── Excerto do texto ──

Odemira é na Rua Nuno Velho Pereira. Mesmo ao lado do centro comercial, no centro da cidade de Santarém, onde se veem apartamentos demasiado cheios de gente. Esta gente é transportada por carrinhas para os campos agrícolas do Ribatejo de manhã muito cedo. São pessoas que pagam alojamento, alimentação e transporte do pequeno ordenado que recebem. Muitas vezes pagam aos mesmos de quem deveriam receber ou nem sequer chegam a receber, fica por conta. Por conta da dívida que os escraviza. Pagam com a liberdade o preço do tráfico que os trouxe do outro lado da pobreza, com promessas de ordenados e contratos que depois se esfumam. Isso é tráfico humano e abuso de poder. Crimes a que não podemos fechar os olhos.
Odemira é no centro histórico de Santarém, onde há casas em que entram e saem constantemente homens que não falam o português. Levam pastas com documentos, gesticulam ao telemóvel. Olham para os lados de maneira disfarçada, a ver se está tudo tranquilo. Tratarão a preços obscenos de agendamentos, autorizações de residência, certidões das juntas de freguesia, manifestações de interesse no Serviço de Estrangeiros e Fronteiras?!… São longas as cadeias de empresas de trabalho temporário e angariadores que afastam da responsabilidade empresarial e da consciência individual o lucro criminoso. Isso é corrupção e negócios sujos. Odemira é nas ruas do Vale de Santarém, do Cartaxo ou de Almeirim… Todos vemos estas pessoas na rua. Todos nos apercebemos das suas dificuldades.
Odemira é a ponta, agora embaraçosa porque publicamente denunciada a larga escala, do iceberg que se repete por todo o país agrícola: mão de obra migrante, sub sub contratada, exploração laboral, condições de alojamento indignas, longas redes de intermediários. O Tesla novo comprado à custa de mão de obra tratada de modo desumano.

───
── Registos fornecidos ──

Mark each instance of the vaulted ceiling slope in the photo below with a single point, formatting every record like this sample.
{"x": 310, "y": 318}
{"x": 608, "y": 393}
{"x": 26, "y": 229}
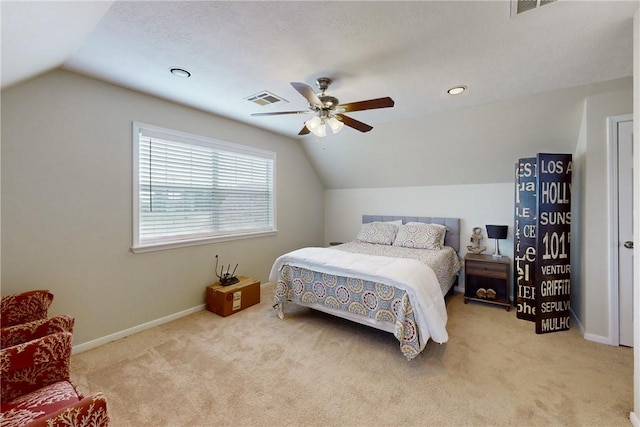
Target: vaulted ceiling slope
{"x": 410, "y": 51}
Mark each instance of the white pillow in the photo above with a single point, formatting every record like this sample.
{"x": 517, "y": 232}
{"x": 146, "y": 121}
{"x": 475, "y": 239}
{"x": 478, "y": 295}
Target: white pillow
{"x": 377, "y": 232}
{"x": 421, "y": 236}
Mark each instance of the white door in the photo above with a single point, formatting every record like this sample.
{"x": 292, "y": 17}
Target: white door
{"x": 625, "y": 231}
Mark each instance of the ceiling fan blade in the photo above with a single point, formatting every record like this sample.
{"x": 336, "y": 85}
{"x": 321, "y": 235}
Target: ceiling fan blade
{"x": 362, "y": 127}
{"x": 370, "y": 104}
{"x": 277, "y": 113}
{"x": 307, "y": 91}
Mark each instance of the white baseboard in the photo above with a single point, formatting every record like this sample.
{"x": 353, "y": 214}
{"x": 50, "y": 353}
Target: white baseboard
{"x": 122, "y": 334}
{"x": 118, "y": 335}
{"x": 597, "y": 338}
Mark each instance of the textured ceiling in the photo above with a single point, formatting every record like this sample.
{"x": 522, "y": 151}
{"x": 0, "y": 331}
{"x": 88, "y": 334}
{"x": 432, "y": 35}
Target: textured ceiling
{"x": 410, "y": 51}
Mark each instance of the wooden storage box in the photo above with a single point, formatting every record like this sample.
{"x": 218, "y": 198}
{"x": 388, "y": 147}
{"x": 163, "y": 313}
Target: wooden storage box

───

_Tarefas_
#1 Responda às perguntas seguintes com base no texto sobre Odemira e marque as respostas com as mesmas letras.
(a) Em que rua de Santarém se situa Odemira na primeira frase?
(b) Para onde são levadas de carrinha as pessoas de manhã muito cedo?
(c) Que automóvel é referido na última frase?
#2 Transcreva palavra por palavra a parte do texto sobre Odemira que abre com as palavras "Odemira é a" e fecha com "de modo desumano.".

_Respostas_
#1
(a) Na Rua Nuno Velho Pereira.
(b) Para os campos agrícolas do Ribatejo.
(c) Um Tesla novo.

#2
Odemira é a ponta, agora embaraçosa porque publicamente denunciada a larga escala, do iceberg que se repete por todo o país agrícola: mão de obra migrante, sub sub contratada, exploração laboral, condições de alojamento indignas, longas redes de intermediários. O Tesla novo comprado à custa de mão de obra tratada de modo desumano.